◆ 分析用テキスト ◆

46周目にレースが再開し、残り7周のスプリントレースが始まった。ウェバーはすかさずリチャルドを抜き4位となると、程なくしてスーティルをかわし3位、そして作戦ミスにより3度目のタイヤ交換ができなかったライコネンからは2位の座を奪った。いよいよ照準はトップのロズベルグに向けられたがそこでタイムアップとなった。
わずか0.7秒差で2位に甘んじたウェバーだったが、鈍いスタートとその直後の接触で15位まで落ちたのだから、この挽回には及第点以上があげられるだろう。
一方のアロンソも、ベッテル無得点という絶好のチャンスを逃すわけにはいかないとばかりに奮闘。鬼気迫るオーバーテイクで見事3位表彰台を獲得した。また首位走行中にタイヤ・バーストの最初の餌食となったハミルトンも4位まで復活することができた。
ポイントリーダーのベッテルが無得点となったことで、ランキング2位のアロンソとの差は21点にまで減り、ベッテルに傾きかけていたタイトル争いは幾分接戦状態に戻った。サマーブレークまでの残り2戦のうちにこのギャップをできるだけ縮め、後半戦に希望をつなげたいアロンソ&フェラーリ陣営だが、今回はライバル脱落の末の“あまりに幸運なポディウム”だっただけに、この先の展開に不安は残る。
しかし、不安といえばピレリタイヤの方だ。タイヤにまつわるこの新たな問題は、最優先されるべき安全性を揺るがす。250~300km/hの速度で走るマシンが突如制御不能になる危険性を鑑みれば、今回重大事故が起こらなかっただけ幸運と思った方がいい。原因を早急に突き止め、対策を取ることが求められている。
次戦は7月7日に行われるドイツGP。2つのサーキットで隔年開催の同GP、今年の舞台はニュルブルクリンクだ。

◆ 課題 A ◆
下の一覧で文字列「order」を含む行を数え、その数だけを答えよ。

◆ 提供資料 ◆

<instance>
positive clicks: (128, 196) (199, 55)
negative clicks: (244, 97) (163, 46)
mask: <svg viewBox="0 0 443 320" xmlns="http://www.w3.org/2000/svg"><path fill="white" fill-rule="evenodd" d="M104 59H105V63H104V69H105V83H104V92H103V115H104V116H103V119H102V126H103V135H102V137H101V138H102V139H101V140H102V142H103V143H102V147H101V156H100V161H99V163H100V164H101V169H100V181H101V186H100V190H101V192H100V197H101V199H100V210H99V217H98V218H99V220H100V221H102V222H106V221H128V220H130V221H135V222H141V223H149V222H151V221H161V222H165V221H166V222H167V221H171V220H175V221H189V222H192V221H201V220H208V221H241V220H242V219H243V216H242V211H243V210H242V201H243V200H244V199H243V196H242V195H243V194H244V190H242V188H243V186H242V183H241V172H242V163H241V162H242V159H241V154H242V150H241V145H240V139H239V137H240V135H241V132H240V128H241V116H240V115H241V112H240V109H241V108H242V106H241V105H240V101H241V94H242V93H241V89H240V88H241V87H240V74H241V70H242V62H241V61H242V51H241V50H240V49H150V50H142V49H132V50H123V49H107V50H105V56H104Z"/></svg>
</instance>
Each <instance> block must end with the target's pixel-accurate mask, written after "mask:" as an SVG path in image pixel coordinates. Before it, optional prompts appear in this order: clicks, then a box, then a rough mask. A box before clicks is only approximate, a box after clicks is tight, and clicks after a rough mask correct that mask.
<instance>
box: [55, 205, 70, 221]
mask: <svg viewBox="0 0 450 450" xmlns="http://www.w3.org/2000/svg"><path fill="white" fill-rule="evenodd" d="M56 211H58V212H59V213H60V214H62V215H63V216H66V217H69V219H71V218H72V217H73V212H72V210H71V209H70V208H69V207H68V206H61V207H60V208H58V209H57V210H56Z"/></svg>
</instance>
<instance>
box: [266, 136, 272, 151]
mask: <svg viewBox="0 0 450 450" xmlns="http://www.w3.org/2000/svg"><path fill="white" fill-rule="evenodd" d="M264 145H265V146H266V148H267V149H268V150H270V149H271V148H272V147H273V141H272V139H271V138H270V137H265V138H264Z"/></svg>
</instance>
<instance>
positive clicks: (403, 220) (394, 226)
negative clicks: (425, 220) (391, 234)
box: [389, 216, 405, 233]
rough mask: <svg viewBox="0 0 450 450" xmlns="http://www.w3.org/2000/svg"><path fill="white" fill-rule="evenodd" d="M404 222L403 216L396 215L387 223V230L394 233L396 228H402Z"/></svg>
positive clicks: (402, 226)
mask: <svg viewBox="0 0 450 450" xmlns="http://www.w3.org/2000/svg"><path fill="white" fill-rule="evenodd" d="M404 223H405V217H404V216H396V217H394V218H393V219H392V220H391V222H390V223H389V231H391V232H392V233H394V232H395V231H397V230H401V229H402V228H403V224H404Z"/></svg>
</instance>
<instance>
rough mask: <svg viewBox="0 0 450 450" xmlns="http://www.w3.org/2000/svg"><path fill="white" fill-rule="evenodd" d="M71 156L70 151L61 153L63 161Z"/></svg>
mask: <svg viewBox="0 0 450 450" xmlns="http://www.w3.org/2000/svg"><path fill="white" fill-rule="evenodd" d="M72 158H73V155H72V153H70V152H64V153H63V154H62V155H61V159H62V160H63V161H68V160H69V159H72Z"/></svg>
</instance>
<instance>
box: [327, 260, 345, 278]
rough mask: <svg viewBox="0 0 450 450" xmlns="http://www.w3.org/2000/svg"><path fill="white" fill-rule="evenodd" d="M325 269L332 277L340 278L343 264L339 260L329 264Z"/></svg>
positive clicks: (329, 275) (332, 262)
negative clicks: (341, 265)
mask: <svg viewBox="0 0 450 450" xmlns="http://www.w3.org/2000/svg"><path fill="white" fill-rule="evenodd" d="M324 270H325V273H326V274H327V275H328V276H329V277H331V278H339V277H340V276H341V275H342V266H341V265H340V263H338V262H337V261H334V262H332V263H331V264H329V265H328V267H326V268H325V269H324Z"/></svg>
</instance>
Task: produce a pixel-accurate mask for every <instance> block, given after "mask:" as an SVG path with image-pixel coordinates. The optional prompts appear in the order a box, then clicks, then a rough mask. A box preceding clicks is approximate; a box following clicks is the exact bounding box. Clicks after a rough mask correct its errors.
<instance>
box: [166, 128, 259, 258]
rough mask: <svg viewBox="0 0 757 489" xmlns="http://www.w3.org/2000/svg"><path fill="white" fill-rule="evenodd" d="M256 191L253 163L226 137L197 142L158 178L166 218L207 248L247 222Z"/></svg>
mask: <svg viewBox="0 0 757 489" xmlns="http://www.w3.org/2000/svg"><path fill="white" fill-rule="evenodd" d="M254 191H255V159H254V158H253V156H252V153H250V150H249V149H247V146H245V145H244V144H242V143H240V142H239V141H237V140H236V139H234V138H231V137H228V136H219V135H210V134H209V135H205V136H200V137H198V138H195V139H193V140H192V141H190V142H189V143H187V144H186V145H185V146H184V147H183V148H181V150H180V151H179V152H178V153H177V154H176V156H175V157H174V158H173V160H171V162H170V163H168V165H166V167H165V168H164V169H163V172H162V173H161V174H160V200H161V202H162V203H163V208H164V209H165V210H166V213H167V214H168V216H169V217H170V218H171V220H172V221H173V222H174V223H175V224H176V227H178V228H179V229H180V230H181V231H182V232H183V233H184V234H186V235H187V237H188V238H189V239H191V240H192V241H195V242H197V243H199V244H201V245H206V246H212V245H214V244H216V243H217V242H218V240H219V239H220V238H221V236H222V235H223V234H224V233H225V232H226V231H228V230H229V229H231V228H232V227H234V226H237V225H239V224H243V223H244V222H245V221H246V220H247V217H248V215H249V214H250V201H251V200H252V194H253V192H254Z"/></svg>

◆ 課題 B ◆
上の分析用テキストに出てくる人名を、最初に登場する順にすべて挙げてください。

◆ 課題の解答 A ◆
2

◆ 課題の解答 B ◆
ウェバー、リチャルド、スーティル、ライコネン、ロズベルグ、アロンソ、ベッテル、ハミルトン